▶ _PROBLEM TO SOLVE_
The answer must be an exact transcription of every record.

··· DATA SUPPLIED ···

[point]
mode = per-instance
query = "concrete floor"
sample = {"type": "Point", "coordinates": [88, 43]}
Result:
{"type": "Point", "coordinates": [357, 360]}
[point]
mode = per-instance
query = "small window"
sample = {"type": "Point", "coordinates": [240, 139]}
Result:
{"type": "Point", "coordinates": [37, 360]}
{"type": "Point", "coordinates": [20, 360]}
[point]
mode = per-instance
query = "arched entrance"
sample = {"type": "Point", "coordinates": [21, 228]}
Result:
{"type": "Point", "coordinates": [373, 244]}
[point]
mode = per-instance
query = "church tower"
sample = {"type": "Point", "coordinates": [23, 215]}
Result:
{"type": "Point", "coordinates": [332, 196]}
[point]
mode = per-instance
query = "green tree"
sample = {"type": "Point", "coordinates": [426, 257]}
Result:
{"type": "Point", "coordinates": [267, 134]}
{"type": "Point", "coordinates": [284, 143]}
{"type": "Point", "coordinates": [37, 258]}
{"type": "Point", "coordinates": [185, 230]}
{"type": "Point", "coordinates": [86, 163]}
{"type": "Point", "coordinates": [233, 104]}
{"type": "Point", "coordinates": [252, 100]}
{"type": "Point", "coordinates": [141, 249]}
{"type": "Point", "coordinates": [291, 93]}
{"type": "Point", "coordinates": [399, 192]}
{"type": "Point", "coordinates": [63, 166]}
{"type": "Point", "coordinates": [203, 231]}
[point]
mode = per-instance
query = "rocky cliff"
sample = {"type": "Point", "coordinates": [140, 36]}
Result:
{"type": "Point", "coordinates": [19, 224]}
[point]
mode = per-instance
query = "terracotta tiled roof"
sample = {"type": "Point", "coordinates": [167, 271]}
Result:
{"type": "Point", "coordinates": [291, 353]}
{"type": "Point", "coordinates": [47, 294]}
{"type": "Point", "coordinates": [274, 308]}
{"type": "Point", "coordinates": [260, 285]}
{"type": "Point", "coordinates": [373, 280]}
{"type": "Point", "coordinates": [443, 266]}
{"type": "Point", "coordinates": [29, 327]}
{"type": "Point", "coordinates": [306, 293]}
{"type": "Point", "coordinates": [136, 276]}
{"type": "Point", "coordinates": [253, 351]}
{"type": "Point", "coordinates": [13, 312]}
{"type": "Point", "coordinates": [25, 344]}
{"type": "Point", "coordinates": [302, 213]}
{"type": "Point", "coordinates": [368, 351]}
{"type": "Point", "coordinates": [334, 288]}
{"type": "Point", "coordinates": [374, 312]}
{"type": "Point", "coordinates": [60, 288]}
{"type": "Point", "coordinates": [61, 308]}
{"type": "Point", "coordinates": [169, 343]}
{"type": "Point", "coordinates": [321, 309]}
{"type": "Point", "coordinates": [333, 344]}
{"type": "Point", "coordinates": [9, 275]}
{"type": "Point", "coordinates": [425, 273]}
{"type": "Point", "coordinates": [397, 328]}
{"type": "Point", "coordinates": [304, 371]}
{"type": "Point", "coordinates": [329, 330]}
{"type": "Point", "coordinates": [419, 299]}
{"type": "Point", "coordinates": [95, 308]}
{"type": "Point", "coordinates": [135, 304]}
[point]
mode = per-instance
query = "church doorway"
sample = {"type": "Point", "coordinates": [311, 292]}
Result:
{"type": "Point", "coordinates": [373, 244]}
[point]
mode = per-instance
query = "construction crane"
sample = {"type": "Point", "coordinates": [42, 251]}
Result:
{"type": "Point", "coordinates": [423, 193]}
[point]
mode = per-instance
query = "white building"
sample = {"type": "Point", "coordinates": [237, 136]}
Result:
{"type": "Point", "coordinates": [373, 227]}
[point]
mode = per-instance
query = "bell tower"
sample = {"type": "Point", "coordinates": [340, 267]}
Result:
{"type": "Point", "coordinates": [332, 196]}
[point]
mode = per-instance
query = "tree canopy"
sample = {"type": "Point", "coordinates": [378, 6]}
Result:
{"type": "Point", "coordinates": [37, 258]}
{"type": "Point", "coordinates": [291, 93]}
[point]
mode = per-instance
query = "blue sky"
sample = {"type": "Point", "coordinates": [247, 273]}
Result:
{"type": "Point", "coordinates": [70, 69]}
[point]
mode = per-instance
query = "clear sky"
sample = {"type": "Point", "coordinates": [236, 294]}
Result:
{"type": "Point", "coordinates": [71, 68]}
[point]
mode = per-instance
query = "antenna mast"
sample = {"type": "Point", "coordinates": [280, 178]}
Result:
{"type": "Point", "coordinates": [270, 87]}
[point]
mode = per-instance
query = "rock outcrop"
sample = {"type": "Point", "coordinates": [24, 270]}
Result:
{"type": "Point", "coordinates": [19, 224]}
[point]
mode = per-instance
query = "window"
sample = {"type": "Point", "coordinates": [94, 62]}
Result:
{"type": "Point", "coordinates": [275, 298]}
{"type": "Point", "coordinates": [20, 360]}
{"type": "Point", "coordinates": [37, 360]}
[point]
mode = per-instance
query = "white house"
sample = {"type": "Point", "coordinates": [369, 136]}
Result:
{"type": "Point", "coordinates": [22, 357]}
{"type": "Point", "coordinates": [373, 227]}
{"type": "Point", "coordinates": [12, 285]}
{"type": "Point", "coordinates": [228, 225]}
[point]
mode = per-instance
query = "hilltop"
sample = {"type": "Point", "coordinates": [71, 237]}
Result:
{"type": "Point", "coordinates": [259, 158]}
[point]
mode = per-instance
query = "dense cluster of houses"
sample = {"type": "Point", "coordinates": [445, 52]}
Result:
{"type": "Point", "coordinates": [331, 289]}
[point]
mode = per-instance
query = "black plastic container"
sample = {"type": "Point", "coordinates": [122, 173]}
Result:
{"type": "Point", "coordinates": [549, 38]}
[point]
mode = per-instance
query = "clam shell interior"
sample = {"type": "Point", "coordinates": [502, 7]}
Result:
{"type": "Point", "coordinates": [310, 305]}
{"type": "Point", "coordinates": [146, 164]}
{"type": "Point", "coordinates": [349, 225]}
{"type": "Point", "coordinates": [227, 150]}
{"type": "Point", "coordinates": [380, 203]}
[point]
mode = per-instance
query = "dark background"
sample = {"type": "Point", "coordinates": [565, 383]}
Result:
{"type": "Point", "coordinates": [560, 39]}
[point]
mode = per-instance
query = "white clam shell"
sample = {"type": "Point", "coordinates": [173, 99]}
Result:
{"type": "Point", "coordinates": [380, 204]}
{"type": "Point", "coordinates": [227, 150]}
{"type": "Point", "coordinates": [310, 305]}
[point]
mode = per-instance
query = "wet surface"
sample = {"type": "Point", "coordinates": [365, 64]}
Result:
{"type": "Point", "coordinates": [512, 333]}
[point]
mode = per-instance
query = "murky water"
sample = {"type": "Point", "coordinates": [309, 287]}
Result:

···

▶ _ANSWER SECTION_
[point]
mode = per-instance
query = "concrete floor"
sample = {"type": "Point", "coordinates": [88, 43]}
Result:
{"type": "Point", "coordinates": [357, 360]}
[point]
mode = per-instance
query = "small window"
sample = {"type": "Point", "coordinates": [240, 139]}
Result:
{"type": "Point", "coordinates": [37, 360]}
{"type": "Point", "coordinates": [20, 360]}
[point]
mode = per-instance
query = "arched entrance"
sample = {"type": "Point", "coordinates": [21, 228]}
Result:
{"type": "Point", "coordinates": [373, 244]}
[point]
mode = per-instance
query = "church tower"
sample = {"type": "Point", "coordinates": [23, 215]}
Result:
{"type": "Point", "coordinates": [332, 196]}
[point]
mode = per-instance
query = "green tree"
sample = {"type": "Point", "coordinates": [426, 257]}
Result:
{"type": "Point", "coordinates": [267, 134]}
{"type": "Point", "coordinates": [284, 143]}
{"type": "Point", "coordinates": [37, 258]}
{"type": "Point", "coordinates": [185, 230]}
{"type": "Point", "coordinates": [86, 163]}
{"type": "Point", "coordinates": [233, 104]}
{"type": "Point", "coordinates": [252, 100]}
{"type": "Point", "coordinates": [141, 249]}
{"type": "Point", "coordinates": [291, 93]}
{"type": "Point", "coordinates": [399, 192]}
{"type": "Point", "coordinates": [63, 166]}
{"type": "Point", "coordinates": [203, 231]}
[point]
mode = per-instance
query = "rocky cliff"
sample = {"type": "Point", "coordinates": [140, 36]}
Result:
{"type": "Point", "coordinates": [19, 224]}
[point]
mode = per-instance
query = "terracotta tiled roof"
sample = {"type": "Point", "coordinates": [167, 271]}
Result:
{"type": "Point", "coordinates": [291, 353]}
{"type": "Point", "coordinates": [47, 294]}
{"type": "Point", "coordinates": [274, 308]}
{"type": "Point", "coordinates": [260, 285]}
{"type": "Point", "coordinates": [373, 280]}
{"type": "Point", "coordinates": [443, 266]}
{"type": "Point", "coordinates": [29, 327]}
{"type": "Point", "coordinates": [306, 293]}
{"type": "Point", "coordinates": [136, 276]}
{"type": "Point", "coordinates": [253, 351]}
{"type": "Point", "coordinates": [13, 312]}
{"type": "Point", "coordinates": [25, 344]}
{"type": "Point", "coordinates": [302, 213]}
{"type": "Point", "coordinates": [368, 351]}
{"type": "Point", "coordinates": [334, 288]}
{"type": "Point", "coordinates": [374, 312]}
{"type": "Point", "coordinates": [60, 288]}
{"type": "Point", "coordinates": [61, 308]}
{"type": "Point", "coordinates": [169, 343]}
{"type": "Point", "coordinates": [321, 309]}
{"type": "Point", "coordinates": [333, 344]}
{"type": "Point", "coordinates": [9, 275]}
{"type": "Point", "coordinates": [425, 273]}
{"type": "Point", "coordinates": [397, 328]}
{"type": "Point", "coordinates": [304, 371]}
{"type": "Point", "coordinates": [329, 330]}
{"type": "Point", "coordinates": [419, 299]}
{"type": "Point", "coordinates": [95, 308]}
{"type": "Point", "coordinates": [135, 304]}
[point]
mode = per-instance
query = "church doorway"
sample = {"type": "Point", "coordinates": [311, 292]}
Result:
{"type": "Point", "coordinates": [373, 244]}
[point]
mode = per-instance
query = "construction crane"
sample = {"type": "Point", "coordinates": [42, 251]}
Result:
{"type": "Point", "coordinates": [423, 193]}
[point]
mode = per-instance
query = "white building"
sample = {"type": "Point", "coordinates": [237, 136]}
Result:
{"type": "Point", "coordinates": [373, 227]}
[point]
mode = per-instance
query = "bell tower"
sample = {"type": "Point", "coordinates": [340, 267]}
Result:
{"type": "Point", "coordinates": [332, 196]}
[point]
mode = per-instance
query = "tree canopy"
sample = {"type": "Point", "coordinates": [378, 6]}
Result:
{"type": "Point", "coordinates": [37, 258]}
{"type": "Point", "coordinates": [291, 93]}
[point]
mode = per-instance
query = "blue sky"
sample = {"type": "Point", "coordinates": [247, 273]}
Result:
{"type": "Point", "coordinates": [70, 69]}
[point]
mode = per-instance
query = "clear sky"
sample = {"type": "Point", "coordinates": [236, 294]}
Result:
{"type": "Point", "coordinates": [71, 68]}
[point]
mode = per-instance
query = "antenna mast"
sample = {"type": "Point", "coordinates": [280, 178]}
Result:
{"type": "Point", "coordinates": [270, 87]}
[point]
mode = per-instance
query = "rock outcrop"
sample = {"type": "Point", "coordinates": [24, 270]}
Result:
{"type": "Point", "coordinates": [19, 224]}
[point]
mode = per-instance
query = "window"
sample = {"type": "Point", "coordinates": [94, 62]}
Result:
{"type": "Point", "coordinates": [275, 298]}
{"type": "Point", "coordinates": [20, 360]}
{"type": "Point", "coordinates": [37, 360]}
[point]
mode = per-instance
query = "white house"
sample = {"type": "Point", "coordinates": [369, 136]}
Result:
{"type": "Point", "coordinates": [22, 357]}
{"type": "Point", "coordinates": [373, 227]}
{"type": "Point", "coordinates": [12, 285]}
{"type": "Point", "coordinates": [228, 225]}
[point]
mode = per-instance
query = "hilltop"
sample = {"type": "Point", "coordinates": [71, 237]}
Result:
{"type": "Point", "coordinates": [259, 158]}
[point]
mode = per-instance
query = "dense cluster of houses"
sample = {"type": "Point", "coordinates": [445, 52]}
Result:
{"type": "Point", "coordinates": [331, 289]}
[point]
mode = per-instance
query = "black plastic container"
sample = {"type": "Point", "coordinates": [122, 173]}
Result:
{"type": "Point", "coordinates": [549, 38]}
[point]
mode = per-instance
query = "clam shell interior"
sample = {"type": "Point", "coordinates": [502, 7]}
Result:
{"type": "Point", "coordinates": [310, 305]}
{"type": "Point", "coordinates": [146, 164]}
{"type": "Point", "coordinates": [349, 225]}
{"type": "Point", "coordinates": [227, 150]}
{"type": "Point", "coordinates": [380, 203]}
[point]
mode = per-instance
query = "dark background"
sample = {"type": "Point", "coordinates": [565, 383]}
Result:
{"type": "Point", "coordinates": [560, 39]}
[point]
mode = per-instance
query = "white clam shell"
sample = {"type": "Point", "coordinates": [173, 99]}
Result:
{"type": "Point", "coordinates": [380, 204]}
{"type": "Point", "coordinates": [227, 150]}
{"type": "Point", "coordinates": [310, 305]}
[point]
mode = per-instance
query = "wet surface"
sample = {"type": "Point", "coordinates": [365, 64]}
Result:
{"type": "Point", "coordinates": [512, 333]}
[point]
mode = per-instance
query = "murky water"
sample = {"type": "Point", "coordinates": [309, 287]}
Result:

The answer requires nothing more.